----- Data rows

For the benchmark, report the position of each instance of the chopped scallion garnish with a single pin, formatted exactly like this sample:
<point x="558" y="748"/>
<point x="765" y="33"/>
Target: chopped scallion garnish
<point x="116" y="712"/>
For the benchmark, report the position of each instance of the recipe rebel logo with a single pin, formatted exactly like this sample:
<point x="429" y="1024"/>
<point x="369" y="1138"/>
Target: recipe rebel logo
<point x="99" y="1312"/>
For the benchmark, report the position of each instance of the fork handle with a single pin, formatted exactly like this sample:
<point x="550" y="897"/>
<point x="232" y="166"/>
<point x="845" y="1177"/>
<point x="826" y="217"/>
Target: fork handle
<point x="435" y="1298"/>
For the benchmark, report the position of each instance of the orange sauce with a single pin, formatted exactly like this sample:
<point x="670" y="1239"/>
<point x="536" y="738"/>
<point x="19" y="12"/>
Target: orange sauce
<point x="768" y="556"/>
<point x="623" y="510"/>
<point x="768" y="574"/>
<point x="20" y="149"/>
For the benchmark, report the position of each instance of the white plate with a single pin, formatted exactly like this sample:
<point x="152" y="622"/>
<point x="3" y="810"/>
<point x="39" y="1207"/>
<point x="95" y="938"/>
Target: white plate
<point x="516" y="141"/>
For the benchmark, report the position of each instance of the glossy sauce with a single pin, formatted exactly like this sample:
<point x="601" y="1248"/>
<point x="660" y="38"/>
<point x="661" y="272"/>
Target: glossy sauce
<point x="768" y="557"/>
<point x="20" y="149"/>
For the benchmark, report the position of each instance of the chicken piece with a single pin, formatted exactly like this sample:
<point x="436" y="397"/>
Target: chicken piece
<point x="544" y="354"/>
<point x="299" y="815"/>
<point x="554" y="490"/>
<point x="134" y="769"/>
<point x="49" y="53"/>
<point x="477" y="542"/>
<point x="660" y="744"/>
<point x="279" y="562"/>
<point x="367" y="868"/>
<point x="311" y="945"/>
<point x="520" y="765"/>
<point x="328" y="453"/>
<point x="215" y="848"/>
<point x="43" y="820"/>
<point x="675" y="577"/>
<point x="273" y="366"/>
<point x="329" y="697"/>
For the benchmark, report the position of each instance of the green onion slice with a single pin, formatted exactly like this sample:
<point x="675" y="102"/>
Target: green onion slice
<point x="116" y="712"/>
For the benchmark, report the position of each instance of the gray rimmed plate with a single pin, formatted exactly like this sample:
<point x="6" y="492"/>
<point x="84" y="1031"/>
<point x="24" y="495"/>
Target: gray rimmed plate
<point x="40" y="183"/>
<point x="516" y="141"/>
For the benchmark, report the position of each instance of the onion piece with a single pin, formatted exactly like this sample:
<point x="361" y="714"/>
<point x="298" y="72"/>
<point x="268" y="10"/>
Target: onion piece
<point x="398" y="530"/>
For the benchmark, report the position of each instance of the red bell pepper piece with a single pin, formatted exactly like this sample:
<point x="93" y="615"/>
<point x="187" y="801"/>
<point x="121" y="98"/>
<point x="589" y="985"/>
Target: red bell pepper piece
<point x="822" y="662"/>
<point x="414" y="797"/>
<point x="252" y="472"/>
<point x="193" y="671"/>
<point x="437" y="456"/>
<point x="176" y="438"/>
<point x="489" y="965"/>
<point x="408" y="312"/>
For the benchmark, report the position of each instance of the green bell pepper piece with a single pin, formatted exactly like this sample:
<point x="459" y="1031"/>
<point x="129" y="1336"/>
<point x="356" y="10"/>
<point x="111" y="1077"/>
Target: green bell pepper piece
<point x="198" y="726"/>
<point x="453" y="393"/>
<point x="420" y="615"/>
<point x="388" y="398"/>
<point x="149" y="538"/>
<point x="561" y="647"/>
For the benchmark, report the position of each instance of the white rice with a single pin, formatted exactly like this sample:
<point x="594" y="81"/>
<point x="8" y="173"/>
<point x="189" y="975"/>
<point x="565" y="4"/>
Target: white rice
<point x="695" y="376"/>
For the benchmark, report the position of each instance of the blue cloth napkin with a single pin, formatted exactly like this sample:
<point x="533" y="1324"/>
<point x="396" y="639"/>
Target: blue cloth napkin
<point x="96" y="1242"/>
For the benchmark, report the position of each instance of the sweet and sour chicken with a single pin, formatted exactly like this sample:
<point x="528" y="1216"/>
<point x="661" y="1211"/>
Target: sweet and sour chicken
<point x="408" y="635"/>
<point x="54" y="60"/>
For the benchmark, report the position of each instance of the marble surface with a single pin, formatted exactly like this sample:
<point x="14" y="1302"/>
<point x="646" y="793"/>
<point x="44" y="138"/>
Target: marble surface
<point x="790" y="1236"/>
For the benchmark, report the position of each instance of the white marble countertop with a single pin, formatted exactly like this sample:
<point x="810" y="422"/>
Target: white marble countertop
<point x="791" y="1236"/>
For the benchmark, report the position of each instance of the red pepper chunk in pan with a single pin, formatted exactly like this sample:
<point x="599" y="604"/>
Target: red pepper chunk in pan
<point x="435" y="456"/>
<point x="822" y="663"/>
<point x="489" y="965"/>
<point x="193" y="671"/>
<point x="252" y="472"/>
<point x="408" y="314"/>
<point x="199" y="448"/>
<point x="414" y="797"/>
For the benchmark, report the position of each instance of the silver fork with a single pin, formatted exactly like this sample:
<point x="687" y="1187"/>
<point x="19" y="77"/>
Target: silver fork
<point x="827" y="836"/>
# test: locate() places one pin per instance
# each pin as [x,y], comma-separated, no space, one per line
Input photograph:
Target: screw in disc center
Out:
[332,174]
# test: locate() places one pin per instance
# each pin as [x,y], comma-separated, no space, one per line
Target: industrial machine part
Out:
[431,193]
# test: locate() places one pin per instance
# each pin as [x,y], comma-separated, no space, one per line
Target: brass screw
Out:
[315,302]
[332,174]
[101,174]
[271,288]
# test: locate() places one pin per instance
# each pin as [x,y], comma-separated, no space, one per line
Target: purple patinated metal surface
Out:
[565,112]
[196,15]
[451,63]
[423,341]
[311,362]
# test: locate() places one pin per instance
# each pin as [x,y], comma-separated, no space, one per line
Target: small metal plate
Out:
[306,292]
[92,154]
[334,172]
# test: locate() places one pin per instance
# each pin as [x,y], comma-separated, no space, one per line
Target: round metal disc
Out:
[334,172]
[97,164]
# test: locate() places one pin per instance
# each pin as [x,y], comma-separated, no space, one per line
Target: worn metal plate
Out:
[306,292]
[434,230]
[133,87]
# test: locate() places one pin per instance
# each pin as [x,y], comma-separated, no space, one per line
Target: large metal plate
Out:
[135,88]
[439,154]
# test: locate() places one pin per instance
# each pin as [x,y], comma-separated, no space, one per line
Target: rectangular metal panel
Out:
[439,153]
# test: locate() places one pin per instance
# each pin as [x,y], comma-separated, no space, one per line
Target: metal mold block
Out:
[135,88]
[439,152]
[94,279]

----------

- **Stated goal**
The lines above should be duplicated exactly.

- **Solution for this exercise**
For the benchmark, report the position of each instance of the chopped scallion garnish with a single pin, formatted exactly like this sample:
<point x="558" y="748"/>
<point x="765" y="33"/>
Target: chopped scallion garnish
<point x="116" y="712"/>
For the benchmark, report the position of each instance of the recipe rebel logo with a single pin, formatted exactly like this sample:
<point x="429" y="1024"/>
<point x="369" y="1138"/>
Target: recipe rebel logo
<point x="99" y="1312"/>
For the benchmark, report the position of each instance of the fork handle with a single pin, formatted exactly like this sample:
<point x="550" y="897"/>
<point x="232" y="166"/>
<point x="845" y="1177"/>
<point x="826" y="217"/>
Target: fork handle
<point x="435" y="1298"/>
For the benchmark, report the position of each instance of the orange sauce with a single pin, formatted exactly like this sample:
<point x="670" y="1239"/>
<point x="536" y="738"/>
<point x="19" y="12"/>
Target: orange sauce
<point x="768" y="556"/>
<point x="623" y="510"/>
<point x="768" y="574"/>
<point x="20" y="149"/>
For the benchmark, report the position of each instance of the white plate with a single pin, formatted exactly like this sample:
<point x="152" y="622"/>
<point x="3" y="810"/>
<point x="39" y="1207"/>
<point x="95" y="938"/>
Target: white plate
<point x="516" y="141"/>
For the benchmark, report the position of each instance of the glossy sauce with a single pin, formatted exactly like this sample:
<point x="601" y="1248"/>
<point x="660" y="38"/>
<point x="661" y="272"/>
Target: glossy sauce
<point x="768" y="557"/>
<point x="20" y="149"/>
For the benchmark, report the position of each instance of the chicken piece with a single pin, formatted exactly like this sample:
<point x="436" y="397"/>
Target: chicken piece
<point x="544" y="354"/>
<point x="299" y="815"/>
<point x="554" y="490"/>
<point x="134" y="769"/>
<point x="49" y="53"/>
<point x="477" y="542"/>
<point x="660" y="744"/>
<point x="279" y="562"/>
<point x="367" y="868"/>
<point x="311" y="945"/>
<point x="520" y="765"/>
<point x="328" y="453"/>
<point x="215" y="848"/>
<point x="43" y="820"/>
<point x="675" y="577"/>
<point x="273" y="366"/>
<point x="329" y="697"/>
For the benchmark, report the position of each instance of the green onion slice with a single pin, formatted exactly like this sample:
<point x="675" y="102"/>
Target: green onion slice
<point x="116" y="712"/>
For the benchmark, report the position of each instance of the gray rimmed plate with a single pin, formatted exactly like this sample:
<point x="6" y="492"/>
<point x="84" y="1031"/>
<point x="24" y="495"/>
Target: gray rimmed plate
<point x="40" y="183"/>
<point x="516" y="141"/>
For the benchmark, report the position of each instance of the onion piece with a single pin, formatted exactly like this sample:
<point x="361" y="714"/>
<point x="298" y="72"/>
<point x="268" y="10"/>
Target: onion piece
<point x="398" y="530"/>
For the benchmark, report the position of each instance of the red bell pepper piece with a single pin, formatted exactly like this sample:
<point x="93" y="615"/>
<point x="187" y="801"/>
<point x="121" y="98"/>
<point x="589" y="985"/>
Target: red bell pepper piece
<point x="822" y="662"/>
<point x="414" y="797"/>
<point x="252" y="472"/>
<point x="193" y="671"/>
<point x="437" y="456"/>
<point x="176" y="438"/>
<point x="489" y="965"/>
<point x="408" y="312"/>
For the benchmark, report the position of each instance of the green bell pepper piece with a single pin, formatted exactly like this sample:
<point x="459" y="1031"/>
<point x="129" y="1336"/>
<point x="356" y="10"/>
<point x="111" y="1077"/>
Target: green bell pepper piece
<point x="198" y="726"/>
<point x="453" y="393"/>
<point x="420" y="615"/>
<point x="388" y="398"/>
<point x="149" y="538"/>
<point x="561" y="647"/>
For the benchmark, report the position of each instance of the white rice with a single pin, formatted exactly like this sample:
<point x="594" y="81"/>
<point x="8" y="173"/>
<point x="189" y="975"/>
<point x="565" y="4"/>
Target: white rice
<point x="695" y="376"/>
For the benchmark, report the position of each instance of the blue cloth napkin with a single pin, formatted exactly like this sample:
<point x="533" y="1324"/>
<point x="396" y="639"/>
Target: blue cloth napkin
<point x="96" y="1242"/>
For the benchmark, report the position of each instance of the sweet and sour chicken with a single pin, formatted exactly like this sample:
<point x="528" y="1216"/>
<point x="661" y="1211"/>
Target: sweet and sour chicken
<point x="408" y="635"/>
<point x="54" y="60"/>
For the benchmark, report the position of each instance of the marble surface with a single pin, formatted exactly like this sample:
<point x="14" y="1302"/>
<point x="646" y="793"/>
<point x="44" y="138"/>
Target: marble surface
<point x="790" y="1236"/>
For the benchmark, report the position of each instance of the white marble countertop with a single pin, formatted exactly like this sample:
<point x="810" y="422"/>
Target: white marble countertop
<point x="791" y="1236"/>
For the benchmark, report the position of each instance of the red pepper chunk in pan with a single pin, formatted exactly like this sample:
<point x="599" y="604"/>
Target: red pepper chunk in pan
<point x="435" y="456"/>
<point x="822" y="663"/>
<point x="489" y="965"/>
<point x="193" y="671"/>
<point x="252" y="472"/>
<point x="408" y="314"/>
<point x="199" y="448"/>
<point x="414" y="797"/>
For the benchmark, report the position of each instance of the silver fork with a single pin, formatted exactly like this sample:
<point x="687" y="1187"/>
<point x="19" y="77"/>
Target: silver fork
<point x="827" y="836"/>
# test: locate() places one pin per instance
# each pin as [x,y], comma-separated, no space, one per line
Input photograph:
Target: screw in disc center
Out:
[332,174]
# test: locate() places one pin per instance
# each pin as [x,y], comma-separated, no space, one per line
Target: industrial machine part
Out:
[431,193]
# test: locate() places one pin per instance
# each pin as [x,y], comma-separated, no space, one per line
Target: brass screw
Out:
[315,302]
[332,174]
[101,174]
[271,288]
# test: locate() places one pin per instance
# each pin as [x,y], comma-separated, no space, one per line
Target: purple patinated metal surface
Out:
[565,112]
[196,15]
[451,63]
[423,341]
[311,362]
# test: locate() places one pin per instance
# each pin as [x,y], comma-separated, no space, one per line
Target: small metal plate
Out:
[306,292]
[92,154]
[334,172]
# test: locate() places one pin per instance
# each pin as [x,y], comma-separated, no space, one per line
Target: round metal disc
Out:
[334,172]
[97,164]
# test: locate() places one pin per instance
# each pin as [x,y], comma-separated, no space, one per line
Target: worn metal plate
Out:
[306,292]
[434,230]
[133,87]
# test: locate() places one pin per instance
# each pin as [x,y], comma-separated, no space, one per line
Target: large metal plate
Out:
[135,88]
[439,154]
# test: locate() places one pin per instance
# each pin as [x,y], comma-separated, no space, one per line
Target: rectangular metal panel
Out:
[439,153]
# test: locate() places one pin per instance
# each pin as [x,y], comma-separated, no space, one per line
Target: metal mold block
Out:
[135,88]
[439,152]
[94,279]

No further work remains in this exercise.